***** MATERIALS PROVIDED

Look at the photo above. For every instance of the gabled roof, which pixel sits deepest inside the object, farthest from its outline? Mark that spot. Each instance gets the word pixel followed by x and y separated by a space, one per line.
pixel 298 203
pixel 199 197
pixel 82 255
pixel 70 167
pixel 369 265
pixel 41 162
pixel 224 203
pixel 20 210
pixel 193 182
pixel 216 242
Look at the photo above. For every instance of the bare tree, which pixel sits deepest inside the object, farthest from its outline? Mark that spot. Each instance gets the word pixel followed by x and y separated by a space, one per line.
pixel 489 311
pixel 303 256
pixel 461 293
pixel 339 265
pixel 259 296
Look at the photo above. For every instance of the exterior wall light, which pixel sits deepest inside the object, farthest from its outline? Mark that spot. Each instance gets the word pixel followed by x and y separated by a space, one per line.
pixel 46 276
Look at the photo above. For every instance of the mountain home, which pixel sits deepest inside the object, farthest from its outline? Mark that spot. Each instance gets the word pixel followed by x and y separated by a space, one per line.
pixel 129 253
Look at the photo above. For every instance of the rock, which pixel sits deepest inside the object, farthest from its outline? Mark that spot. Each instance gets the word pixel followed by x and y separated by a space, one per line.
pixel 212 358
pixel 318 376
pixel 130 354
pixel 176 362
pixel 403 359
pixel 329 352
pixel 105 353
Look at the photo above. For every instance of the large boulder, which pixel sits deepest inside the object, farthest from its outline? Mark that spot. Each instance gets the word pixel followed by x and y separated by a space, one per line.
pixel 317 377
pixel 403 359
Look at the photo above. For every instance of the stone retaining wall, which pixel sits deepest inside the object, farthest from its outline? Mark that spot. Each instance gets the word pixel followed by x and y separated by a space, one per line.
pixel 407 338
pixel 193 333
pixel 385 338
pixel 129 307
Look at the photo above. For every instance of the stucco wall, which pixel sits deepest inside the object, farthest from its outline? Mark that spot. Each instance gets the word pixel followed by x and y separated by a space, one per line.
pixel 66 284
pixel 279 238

**********

> _SHORT PROBLEM_
Rewrite the rows starting at the line that contains "Look at the photo above. For every instance of the exterior" and ending with the line that contains "pixel 46 276", both included. Add -57 to every pixel coordinate in the answers and copy the rest of the wording unchanged.

> _RESULT OF THIS TASK_
Look at the photo above. For every instance of the exterior wall light, which pixel sits deepest inside the object, farthest from its outline? Mark that spot. Each instance gets the word pixel followed by x and y separated by a space, one per line.
pixel -11 219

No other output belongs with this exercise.